**What this task involves**
Images are not part of the copy; write out the rest of the data exactly as given.

**Excerpts of pointing data**
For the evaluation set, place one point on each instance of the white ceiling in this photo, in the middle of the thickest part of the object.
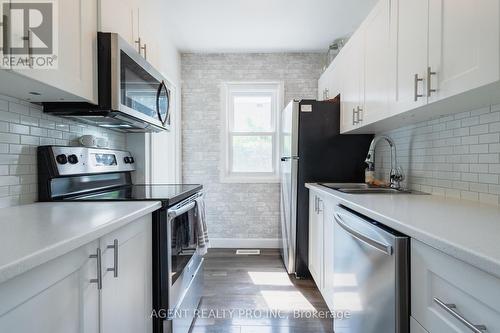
(262, 25)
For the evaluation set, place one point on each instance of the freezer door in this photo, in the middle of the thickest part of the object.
(288, 200)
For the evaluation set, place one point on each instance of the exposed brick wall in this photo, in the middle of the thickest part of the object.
(456, 155)
(23, 127)
(235, 210)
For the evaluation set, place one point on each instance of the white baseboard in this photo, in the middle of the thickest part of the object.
(244, 243)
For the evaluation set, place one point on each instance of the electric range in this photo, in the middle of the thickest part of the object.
(94, 174)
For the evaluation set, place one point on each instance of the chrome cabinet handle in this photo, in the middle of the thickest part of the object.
(114, 269)
(430, 73)
(450, 309)
(417, 80)
(360, 114)
(139, 45)
(385, 248)
(30, 51)
(98, 279)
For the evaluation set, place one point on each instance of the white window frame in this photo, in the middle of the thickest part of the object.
(228, 90)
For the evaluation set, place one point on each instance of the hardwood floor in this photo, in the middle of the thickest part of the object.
(253, 294)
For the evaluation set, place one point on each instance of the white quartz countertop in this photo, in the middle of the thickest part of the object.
(31, 235)
(466, 230)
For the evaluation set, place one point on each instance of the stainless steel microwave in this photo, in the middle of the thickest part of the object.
(132, 95)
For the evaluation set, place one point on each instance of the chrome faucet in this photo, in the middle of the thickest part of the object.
(396, 175)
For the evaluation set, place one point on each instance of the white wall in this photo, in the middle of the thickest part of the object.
(239, 215)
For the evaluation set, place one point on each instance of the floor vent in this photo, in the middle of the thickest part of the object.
(248, 252)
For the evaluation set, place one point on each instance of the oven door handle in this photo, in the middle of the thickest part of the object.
(173, 213)
(177, 307)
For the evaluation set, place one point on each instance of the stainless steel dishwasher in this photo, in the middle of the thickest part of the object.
(371, 275)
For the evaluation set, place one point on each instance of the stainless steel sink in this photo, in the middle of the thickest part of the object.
(361, 188)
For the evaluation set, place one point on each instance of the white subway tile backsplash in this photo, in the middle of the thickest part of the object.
(9, 138)
(489, 118)
(19, 129)
(454, 156)
(23, 127)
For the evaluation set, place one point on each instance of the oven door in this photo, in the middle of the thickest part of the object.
(177, 268)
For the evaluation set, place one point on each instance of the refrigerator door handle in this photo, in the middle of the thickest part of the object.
(289, 158)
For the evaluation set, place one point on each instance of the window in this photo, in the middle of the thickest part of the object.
(250, 142)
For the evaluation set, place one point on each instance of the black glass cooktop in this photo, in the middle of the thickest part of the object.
(169, 194)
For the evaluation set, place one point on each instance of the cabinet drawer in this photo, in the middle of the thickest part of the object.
(437, 277)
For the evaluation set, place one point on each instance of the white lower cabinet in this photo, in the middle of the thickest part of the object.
(321, 223)
(130, 290)
(448, 293)
(59, 296)
(316, 206)
(55, 297)
(328, 224)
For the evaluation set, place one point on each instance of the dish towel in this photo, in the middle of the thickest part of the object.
(201, 222)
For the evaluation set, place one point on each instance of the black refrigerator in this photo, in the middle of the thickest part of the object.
(312, 150)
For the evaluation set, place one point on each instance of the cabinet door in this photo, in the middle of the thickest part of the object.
(352, 94)
(126, 299)
(76, 70)
(56, 297)
(316, 239)
(410, 43)
(329, 222)
(464, 45)
(119, 16)
(377, 57)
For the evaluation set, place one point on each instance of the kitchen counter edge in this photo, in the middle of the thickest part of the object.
(488, 262)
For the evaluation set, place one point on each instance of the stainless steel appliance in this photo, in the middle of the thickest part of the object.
(312, 150)
(91, 174)
(132, 95)
(371, 275)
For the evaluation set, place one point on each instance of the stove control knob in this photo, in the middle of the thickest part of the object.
(72, 159)
(61, 159)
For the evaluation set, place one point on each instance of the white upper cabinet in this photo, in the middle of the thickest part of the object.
(352, 82)
(324, 84)
(119, 17)
(377, 58)
(138, 22)
(464, 45)
(75, 75)
(407, 55)
(410, 41)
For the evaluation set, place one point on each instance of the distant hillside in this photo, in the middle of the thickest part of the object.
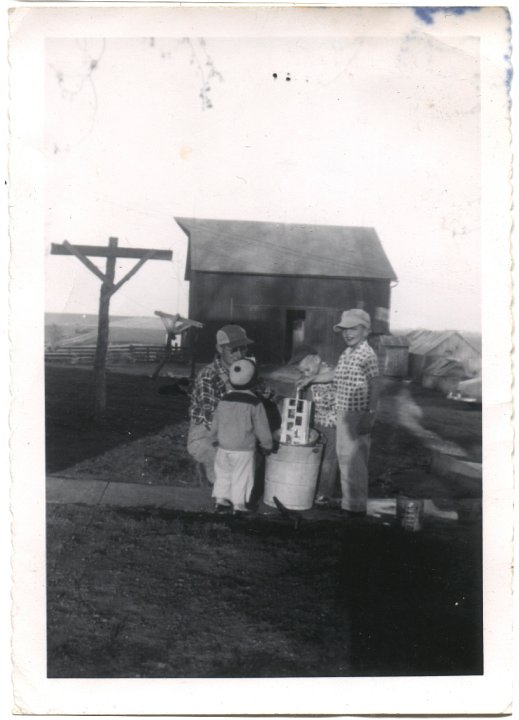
(68, 329)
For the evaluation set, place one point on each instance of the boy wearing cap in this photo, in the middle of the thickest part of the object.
(239, 423)
(211, 384)
(323, 395)
(356, 379)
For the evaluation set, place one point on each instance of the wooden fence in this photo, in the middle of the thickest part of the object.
(117, 355)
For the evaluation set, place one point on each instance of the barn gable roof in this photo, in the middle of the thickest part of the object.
(266, 248)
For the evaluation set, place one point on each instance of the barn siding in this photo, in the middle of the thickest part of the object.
(259, 303)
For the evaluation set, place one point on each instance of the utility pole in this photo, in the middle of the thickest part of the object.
(108, 288)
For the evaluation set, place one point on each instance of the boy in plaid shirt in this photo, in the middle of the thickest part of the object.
(356, 379)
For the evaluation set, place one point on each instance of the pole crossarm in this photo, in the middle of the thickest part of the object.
(77, 250)
(99, 251)
(112, 253)
(149, 256)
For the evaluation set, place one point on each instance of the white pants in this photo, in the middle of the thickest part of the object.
(353, 454)
(234, 470)
(200, 447)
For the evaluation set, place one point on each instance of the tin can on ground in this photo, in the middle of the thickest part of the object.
(409, 513)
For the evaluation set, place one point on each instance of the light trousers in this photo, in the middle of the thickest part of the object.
(353, 454)
(234, 471)
(201, 449)
(328, 483)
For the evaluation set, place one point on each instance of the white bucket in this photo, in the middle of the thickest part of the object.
(291, 475)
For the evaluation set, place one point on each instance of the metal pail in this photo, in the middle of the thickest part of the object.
(291, 474)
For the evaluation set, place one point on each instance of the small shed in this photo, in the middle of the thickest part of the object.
(286, 284)
(427, 346)
(393, 354)
(444, 374)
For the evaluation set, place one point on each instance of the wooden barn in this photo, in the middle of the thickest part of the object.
(286, 284)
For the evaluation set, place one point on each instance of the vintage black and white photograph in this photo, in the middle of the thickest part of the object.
(263, 262)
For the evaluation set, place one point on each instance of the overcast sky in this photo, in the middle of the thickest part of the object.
(373, 131)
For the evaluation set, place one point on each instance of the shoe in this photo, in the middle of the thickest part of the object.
(353, 513)
(222, 506)
(241, 510)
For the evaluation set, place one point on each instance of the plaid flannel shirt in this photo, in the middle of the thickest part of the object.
(211, 384)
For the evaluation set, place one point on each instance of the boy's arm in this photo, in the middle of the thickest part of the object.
(323, 376)
(261, 427)
(375, 389)
(213, 430)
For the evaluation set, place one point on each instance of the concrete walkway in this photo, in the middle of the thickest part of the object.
(63, 490)
(66, 490)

**Result of this exercise**
For the evaluation set, place one point on each instance of the white ceiling in this photo, in the middle of the thickest part of the object.
(262, 25)
For the evaluation set, place one point on each instance of the freezer door in this photo, in the middle of the thickest part of the object.
(288, 200)
For the evaluation set, place one point on each instance of the exposed brick wall in this photo, in the middle of the thickest part of the object.
(456, 155)
(23, 127)
(235, 210)
For the evaluation set, place one point on each instance of the white baseboard in this photo, in the middle of the thickest part of the object.
(244, 243)
For the evaluation set, place one point on each instance of the electric range in this photo, in the middle of the thickest part of the object.
(94, 174)
For the evaluation set, place one point on each instance of the chrome cabinet handle in this photo, in the middle of the thickest part of the object.
(114, 269)
(430, 73)
(450, 309)
(417, 80)
(360, 114)
(139, 45)
(385, 248)
(30, 51)
(98, 279)
For the evaluation set, place one point on each instance of the white window frame in this photo, in the middle of the thickest part of the object.
(228, 90)
For the evaluation set, place one point on each instance of the hardwood floor in this photo, in the middle of the thickest part of the object.
(253, 294)
For the evaluation set, place one point on each instance of the white quartz countertop in this photo, in the middle of the thickest part of the object.
(31, 235)
(466, 230)
For the evaluation set, place one point on each instance of the stainless steel microwave in this photo, in the middle of the thickest part of the object.
(132, 95)
For the evaluation set, place one point on each instance of the chrome faucet in this photo, in the middle of the thickest part of the object.
(396, 175)
For the evaluation set, place one point on each instance of the white wall in this photo, in the middle of the thickest part of the object.
(239, 215)
For the evaluation set, place one point on each instance of the floor vent in this photo, in the middle of the thickest part of the object.
(248, 252)
For the evaluation set, place one point on each instance of the oven door handle in this photo, in the middle of the thickest part of the object.
(173, 213)
(177, 307)
For the evaluation set, place one point on each instance of the stainless steel dishwasher in this photo, in the middle of the thickest part of the object.
(371, 275)
For the evaluation set, place one point on each instance of the stainless steel sink in this photo, in the middle of the thickest part of the object.
(361, 188)
For the evaluation set, place one point on each instance of the white subway tile backsplash in this photo, in the middle of the thickest part of the object.
(9, 138)
(489, 118)
(19, 129)
(454, 156)
(23, 127)
For the evaluation set, place one point on each instance of the oven door in this photo, in the middle of the thickest part of the object.
(177, 268)
For the evaluation set, place one point on each instance of the refrigerator door handle in this photo, in the middle of the thickest part of the object.
(289, 158)
For the evaluation set, place one point on each instance of the window in this photo, in the middle of the thickest part of the object.
(250, 142)
For the evaluation set, place one point on each instance of the black glass cooktop in this photo, in the middle of the thickest part of the object.
(169, 194)
For the evaluation set, place one point on each instance of the cabinet drawer in this photo, in the middle of the thickest part of the object.
(437, 277)
For the evaluation set, place one point on each instance of the white lower cabinet in this photo, in the middle of the thickest part of the object.
(321, 223)
(130, 290)
(448, 293)
(59, 296)
(316, 206)
(55, 297)
(328, 224)
For the evaluation set, place one point on each instance of the dish towel in this photo, in the middle of the thickest part of the object.
(201, 222)
For the evaluation set, place one point on each instance of the black refrigerator in this photo, in the middle of the thickest part of the object.
(312, 150)
For the evaluation set, place one point on each instance of the cabinet door in this photo, in the middle of the thickest part of the object.
(352, 94)
(126, 299)
(76, 70)
(56, 297)
(316, 239)
(410, 43)
(329, 222)
(464, 45)
(119, 16)
(377, 57)
For the evaluation set, place one point on each instance of the kitchen counter edge in this photo, in the middle of the thickest part of the object.
(488, 262)
For the evaluation set, place one point on each instance of the stainless steel appliance in this photo, in the middle of the thickest part of the object.
(312, 150)
(91, 174)
(132, 95)
(371, 275)
For the evaluation set, place one point on each instance of the stove control knob in this photo, in the middle of the thickest part of the object.
(72, 159)
(61, 159)
For the evaluation set, place one point on each instance of the white upper cabinet in this photo, in the middle of the thickest part of the object.
(352, 82)
(324, 84)
(119, 17)
(377, 58)
(138, 22)
(464, 45)
(75, 75)
(407, 55)
(410, 41)
For the evaluation set, place one point on each instance of the distant hillside in this photo, in the middle of the thickest part of the object.
(68, 329)
For the evaluation set, place one point on each instance of the boy wearing cap in this photo, in the middle of the thickest part of the object.
(239, 423)
(211, 384)
(323, 395)
(356, 379)
For the evaluation set, place one point on each instance of the wooden fence in this photo, in the middle of the thickest part of the object.
(117, 355)
For the evaluation set, place one point on each instance of the barn gable roof in this photo, in the middle of the thickest part of the object.
(266, 248)
For the evaluation set, place one point on each instance of the barn siding in this photo, in the middle of the thickest part of the object.
(259, 303)
For the evaluation set, place one point on each instance of the utility pole in this photo, in the middle of the thickest part of the object.
(108, 288)
For the evaluation set, place one point on each instance of the boy in plaid shirt in this photo, in the middle of the thickest part of the object.
(356, 379)
For the evaluation set, place one point on each instance of the pole crossarm in this photo, in the middle of the thickest part of the object.
(77, 250)
(99, 251)
(112, 253)
(149, 256)
For the evaluation set, place one point on each instance of the white pants in this photo, in the middle of the thickest part of the object.
(353, 454)
(234, 470)
(200, 447)
For the evaluation set, place one point on each instance of the tin can on ground in this photo, in the middle of the thickest part of the object.
(409, 513)
For the evaluation set, place one point on each instance of the light trousers in this photo, in the middle of the thickest part of the object.
(353, 454)
(234, 471)
(201, 449)
(328, 483)
For the evaluation set, place one point on each instance of the white bucket in this photo, in the middle of the thickest part of the object.
(291, 475)
For the evaluation set, place one point on each instance of the metal pail in this photo, in the middle of the thickest part of the object.
(291, 474)
For the evaluation set, place one point on each instance of the small shed in this photo, in the middle of the thickest part of the object.
(286, 284)
(427, 346)
(393, 354)
(444, 374)
For the evaluation set, place one point on each instance of the wooden barn in this photo, in the middle of the thickest part of the object.
(286, 284)
For the evaluation set, place one point on each instance of the vintage black and white photograph in this photo, in the middle of the thickest part of the object.
(263, 262)
For the evaluation set, place one point on each instance of the overcast sky in this photo, in the middle of the thickest part of the object.
(373, 131)
For the evaluation set, place one point on each instance of the shoe in this photo, in the middle of the thickest part of the object.
(353, 513)
(222, 506)
(241, 510)
For the evaluation set, place one point on each instance of the plaid flannel shirt in this photo, in the middle of the thickest part of the object.
(211, 384)
For the evaluation set, place one point on each instance of the boy's arm in this photo, in the middle of the thickest part of the object.
(323, 376)
(261, 427)
(375, 389)
(213, 430)
For the evaluation set, place one point on each instance of the concrete walkway in this photo, in the middle of the thickest part of the object.
(63, 490)
(66, 490)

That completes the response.